### Your task
Below are some entries. Reproduce them word for word.

### Input
----------

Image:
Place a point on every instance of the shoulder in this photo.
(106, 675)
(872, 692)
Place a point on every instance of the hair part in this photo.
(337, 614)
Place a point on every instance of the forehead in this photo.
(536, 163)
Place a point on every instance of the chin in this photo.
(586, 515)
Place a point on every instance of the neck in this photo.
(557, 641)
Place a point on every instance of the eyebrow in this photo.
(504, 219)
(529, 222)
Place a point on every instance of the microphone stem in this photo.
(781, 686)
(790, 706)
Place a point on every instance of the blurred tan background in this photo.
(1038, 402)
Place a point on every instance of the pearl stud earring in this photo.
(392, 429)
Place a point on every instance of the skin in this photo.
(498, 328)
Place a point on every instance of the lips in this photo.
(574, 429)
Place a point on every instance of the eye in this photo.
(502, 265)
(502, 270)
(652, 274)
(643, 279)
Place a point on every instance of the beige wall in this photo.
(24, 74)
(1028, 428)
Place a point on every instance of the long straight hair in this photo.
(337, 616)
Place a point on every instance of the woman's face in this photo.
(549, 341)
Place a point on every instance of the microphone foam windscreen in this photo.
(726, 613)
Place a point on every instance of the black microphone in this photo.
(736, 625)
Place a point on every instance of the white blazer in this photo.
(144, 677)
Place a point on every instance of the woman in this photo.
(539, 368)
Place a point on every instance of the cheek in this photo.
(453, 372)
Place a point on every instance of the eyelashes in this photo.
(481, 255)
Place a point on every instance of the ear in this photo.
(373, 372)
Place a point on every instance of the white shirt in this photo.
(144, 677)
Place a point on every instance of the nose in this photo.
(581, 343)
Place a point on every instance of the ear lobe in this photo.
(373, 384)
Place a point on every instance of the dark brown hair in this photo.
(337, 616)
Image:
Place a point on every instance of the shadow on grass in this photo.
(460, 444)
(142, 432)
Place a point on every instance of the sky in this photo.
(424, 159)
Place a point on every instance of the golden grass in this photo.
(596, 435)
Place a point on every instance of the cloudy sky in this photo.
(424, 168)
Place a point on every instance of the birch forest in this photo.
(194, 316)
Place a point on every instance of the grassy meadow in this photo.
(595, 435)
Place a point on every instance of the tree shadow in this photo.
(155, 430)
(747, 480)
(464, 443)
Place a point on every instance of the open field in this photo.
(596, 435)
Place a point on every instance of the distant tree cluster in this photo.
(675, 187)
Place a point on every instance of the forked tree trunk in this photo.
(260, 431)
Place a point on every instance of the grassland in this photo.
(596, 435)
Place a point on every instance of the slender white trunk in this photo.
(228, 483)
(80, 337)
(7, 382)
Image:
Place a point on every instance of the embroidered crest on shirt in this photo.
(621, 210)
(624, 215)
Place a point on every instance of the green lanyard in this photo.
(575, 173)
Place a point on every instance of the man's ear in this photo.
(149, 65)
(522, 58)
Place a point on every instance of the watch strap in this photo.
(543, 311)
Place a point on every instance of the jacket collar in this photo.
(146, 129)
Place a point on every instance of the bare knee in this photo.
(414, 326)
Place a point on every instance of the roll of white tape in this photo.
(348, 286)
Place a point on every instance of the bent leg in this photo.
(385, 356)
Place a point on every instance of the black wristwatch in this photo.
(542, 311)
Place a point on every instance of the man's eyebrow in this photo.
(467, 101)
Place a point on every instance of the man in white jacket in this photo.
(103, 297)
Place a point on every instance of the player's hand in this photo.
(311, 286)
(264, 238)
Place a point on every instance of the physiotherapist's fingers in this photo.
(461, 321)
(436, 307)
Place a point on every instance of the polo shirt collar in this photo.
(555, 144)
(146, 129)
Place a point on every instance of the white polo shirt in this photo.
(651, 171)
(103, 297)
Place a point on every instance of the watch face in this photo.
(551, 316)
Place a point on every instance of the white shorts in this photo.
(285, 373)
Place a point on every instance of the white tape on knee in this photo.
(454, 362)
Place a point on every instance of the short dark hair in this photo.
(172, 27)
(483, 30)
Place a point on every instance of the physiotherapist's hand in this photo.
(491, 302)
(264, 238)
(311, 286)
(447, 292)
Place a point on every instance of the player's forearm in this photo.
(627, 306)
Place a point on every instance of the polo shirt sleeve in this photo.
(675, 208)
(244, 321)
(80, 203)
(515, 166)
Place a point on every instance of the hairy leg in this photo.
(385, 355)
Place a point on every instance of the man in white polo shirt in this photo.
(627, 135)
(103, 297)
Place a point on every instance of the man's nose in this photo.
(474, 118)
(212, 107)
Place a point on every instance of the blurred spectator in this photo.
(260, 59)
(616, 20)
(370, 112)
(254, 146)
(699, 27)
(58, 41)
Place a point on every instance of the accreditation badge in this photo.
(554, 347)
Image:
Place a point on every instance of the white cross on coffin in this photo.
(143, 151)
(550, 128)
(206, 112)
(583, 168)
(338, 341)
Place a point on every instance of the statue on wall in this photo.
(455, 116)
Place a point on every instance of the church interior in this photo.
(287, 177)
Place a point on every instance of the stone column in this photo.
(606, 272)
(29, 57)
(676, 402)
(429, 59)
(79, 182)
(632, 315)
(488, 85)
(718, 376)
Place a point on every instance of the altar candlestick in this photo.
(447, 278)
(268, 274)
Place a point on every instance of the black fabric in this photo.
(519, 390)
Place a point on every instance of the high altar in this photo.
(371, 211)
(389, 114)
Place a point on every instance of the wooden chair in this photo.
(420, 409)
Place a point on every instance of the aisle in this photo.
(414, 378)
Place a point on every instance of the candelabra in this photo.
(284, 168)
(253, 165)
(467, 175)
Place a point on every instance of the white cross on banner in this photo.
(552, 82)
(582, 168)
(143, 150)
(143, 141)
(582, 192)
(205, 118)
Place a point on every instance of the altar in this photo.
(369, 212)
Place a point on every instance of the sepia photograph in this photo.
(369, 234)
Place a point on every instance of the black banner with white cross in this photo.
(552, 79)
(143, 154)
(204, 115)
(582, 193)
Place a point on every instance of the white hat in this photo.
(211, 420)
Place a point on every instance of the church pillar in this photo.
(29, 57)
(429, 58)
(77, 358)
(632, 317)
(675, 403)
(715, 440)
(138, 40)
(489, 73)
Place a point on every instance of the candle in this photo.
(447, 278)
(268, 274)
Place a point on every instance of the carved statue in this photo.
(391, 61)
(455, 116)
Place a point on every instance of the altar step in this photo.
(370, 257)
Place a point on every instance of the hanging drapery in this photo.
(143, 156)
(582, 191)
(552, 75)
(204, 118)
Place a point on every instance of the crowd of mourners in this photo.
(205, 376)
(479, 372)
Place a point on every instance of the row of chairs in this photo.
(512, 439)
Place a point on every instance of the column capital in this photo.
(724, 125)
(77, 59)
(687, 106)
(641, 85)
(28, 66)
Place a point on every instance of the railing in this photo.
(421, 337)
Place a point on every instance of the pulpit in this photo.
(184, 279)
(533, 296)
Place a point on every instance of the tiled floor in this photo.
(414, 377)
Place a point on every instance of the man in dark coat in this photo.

----------

### Solution to this problem
Image:
Place a point on every instance of the shoulder in this photo.
(106, 675)
(872, 692)
Place a point on every instance of the hair part in this photo.
(337, 614)
Place a point on every instance of the forehead in this photo.
(536, 163)
Place a point on every instance of the chin in this photo.
(586, 515)
Place a point on every instance of the neck in this photo.
(557, 641)
Place a point on every instance of the eyebrow in this photo.
(504, 219)
(529, 222)
Place a point on every instance of the microphone stem in this photo.
(781, 686)
(790, 706)
Place a point on every instance of the blurred tan background in this photo.
(1038, 402)
Place a point on every instance of the pearl stud earring in this photo.
(392, 429)
Place a point on every instance of the skin in this photo.
(498, 328)
Place a point on every instance of the lips in this photo.
(574, 429)
Place a point on every instance of the eye in this photo.
(502, 265)
(502, 270)
(652, 274)
(643, 279)
Place a point on every instance of the beige wall in this photo.
(24, 74)
(1028, 428)
Place a point on every instance of the long straight hair in this photo.
(337, 616)
Place a point on every instance of the woman's face in this photo.
(549, 341)
Place a point on every instance of the microphone foam windscreen in this photo.
(726, 613)
Place a point on every instance of the black microphone in this photo.
(736, 625)
Place a point on every instance of the white blazer in this photo.
(144, 677)
Place a point on every instance of the woman in this photo.
(539, 368)
Place a point on every instance of the cheek in this photo.
(453, 372)
Place a point on every instance of the eyelashes in this photo.
(481, 255)
Place a point on every instance of the ear in this photo.
(373, 372)
Place a point on every instance of the white shirt in this photo.
(144, 677)
Place a point on every instance of the nose in this photo.
(581, 343)
Place a point on every instance of the ear lobe in this photo.
(373, 384)
Place a point on every instance of the dark brown hair in this photo.
(337, 616)
Image:
Place a point on every instance of the shadow on grass in this photo.
(460, 444)
(142, 432)
Place a point on every instance of the sky in this photo.
(424, 159)
Place a point on every instance of the golden grass in this photo.
(596, 435)
Place a point on every instance of the cloudy sky in this photo.
(424, 168)
Place a point on every instance of the birch forest in this photo.
(194, 316)
Place a point on every instance of the grassy meadow in this photo.
(595, 435)
Place a point on every instance of the tree shadow in this photo.
(155, 430)
(747, 480)
(464, 443)
Place a point on every instance of the open field in this photo.
(596, 435)
Place a point on every instance of the distant tree cluster in this photo.
(675, 187)
Place a point on every instance of the forked tree trunk in this photo.
(260, 431)
Place a point on every instance of the grassland in this photo.
(596, 435)
Place a point on every instance of the slender white trunk in this photo.
(228, 483)
(80, 337)
(7, 382)
Image:
Place a point on every instance of the embroidered crest on shirt in this photo.
(621, 210)
(624, 215)
Place a point on every instance of the green lanyard in this photo.
(575, 173)
Place a point on every instance of the man's ear in this photo.
(149, 65)
(522, 58)
Place a point on every instance of the watch strap in this photo.
(543, 311)
Place a point on every instance of the jacket collar in this photo.
(146, 129)
Place a point on every instance of the bare knee in this photo.
(414, 326)
Place a point on every instance of the roll of white tape in this photo.
(348, 286)
Place a point on every instance of the bent leg in this photo.
(385, 356)
Place a point on every instance of the black wristwatch in this photo.
(542, 311)
Place a point on every instance of the man's eyebrow in this photo.
(467, 101)
Place a point on every instance of the man in white jacket in this photo.
(103, 297)
Place a point on every instance of the player's hand in this photo.
(311, 286)
(264, 238)
Place a point on every instance of the physiotherapist's fingers in this photo.
(461, 321)
(436, 307)
Place a point on every instance of the polo shirt collar in this photo.
(555, 144)
(146, 129)
Place a point on every instance of the white polo shirt in this photo.
(651, 171)
(103, 297)
Place a point on every instance of the watch face in this photo.
(551, 316)
Place a point on every instance of the white shorts in this photo.
(285, 373)
Place a point on every instance of the white tape on knee in this photo.
(454, 362)
Place a point on every instance of the short dark hair in this photo.
(172, 27)
(483, 30)
Place a point on every instance of the physiotherapist's hand in this photo.
(491, 302)
(264, 238)
(311, 286)
(447, 292)
Place a point on every instance of the player's forearm in this photo.
(627, 306)
Place a point on every instance of the polo shirt sleeve in this photo.
(675, 208)
(244, 321)
(80, 203)
(515, 166)
Place a point on every instance of the hairy leg in this photo.
(385, 355)
Place a point on every instance of the man in white polo shirt in this photo.
(627, 135)
(103, 297)
Place a point on every instance of the man's nose in this photo.
(474, 118)
(212, 107)
Place a point on every instance of the blurred spectator in this photo.
(260, 59)
(616, 20)
(370, 112)
(254, 146)
(699, 27)
(58, 41)
Place a point on every instance of the accreditation badge in this photo.
(554, 347)
Image:
Place a point on every instance of the white cross on coffin in this photo.
(143, 151)
(550, 128)
(206, 112)
(583, 168)
(338, 341)
Place a point on every instance of the statue on wall in this photo.
(455, 116)
Place a point on every instance of the church interior in this photo.
(287, 177)
Place a point on every instance of the stone column in this photo.
(606, 272)
(29, 57)
(676, 402)
(429, 59)
(79, 182)
(632, 315)
(488, 85)
(718, 376)
Place a point on every instance of the altar candlestick in this photo.
(447, 278)
(268, 274)
Place a point on every instance of the black fabric in this photo.
(519, 390)
Place a point on every instance of the high altar in this photo.
(371, 211)
(389, 114)
Place a point on every instance of the wooden chair in this photo.
(420, 409)
Place a point on every instance of the aisle in this photo.
(414, 378)
Place a point on every instance of the candelabra in this photo.
(284, 168)
(253, 165)
(467, 175)
Place a point on every instance of the white cross on banner in this photo.
(552, 82)
(582, 168)
(143, 150)
(143, 141)
(582, 192)
(205, 118)
Place a point on every instance of the altar in this photo.
(369, 212)
Place a point on every instance of the sepia photograph in this photo.
(369, 234)
Place a point on every instance of the black banner with white cross in this photo.
(552, 79)
(143, 154)
(204, 115)
(582, 193)
Place a point on every instance of the white hat in this photo.
(211, 420)
Place a point on every instance of the church pillar in this photo.
(29, 57)
(429, 58)
(77, 358)
(632, 317)
(675, 403)
(715, 440)
(138, 40)
(489, 73)
Place a point on every instance of the candle in this photo.
(447, 278)
(268, 274)
Place a point on every instance of the carved statue in this photo.
(391, 61)
(455, 116)
Place a point on every instance of the altar step in this photo.
(370, 257)
Place a point on every instance of the hanging drapery in this photo.
(143, 156)
(582, 191)
(552, 75)
(204, 118)
Place a point on every instance of the crowd of mourners in this photo.
(205, 376)
(479, 372)
Place a point on every instance of the row of chairs in this photo.
(512, 439)
Place a point on every instance of the column capital in this photo.
(724, 125)
(77, 59)
(687, 106)
(641, 85)
(28, 66)
Place a point on every instance of the railing in this photo.
(421, 337)
Place a point on every instance of the pulpit in this photo.
(184, 279)
(533, 296)
Place a point on every instance of the tiled floor in this photo.
(414, 377)
Place a point on every instance of the man in dark coat in this photo.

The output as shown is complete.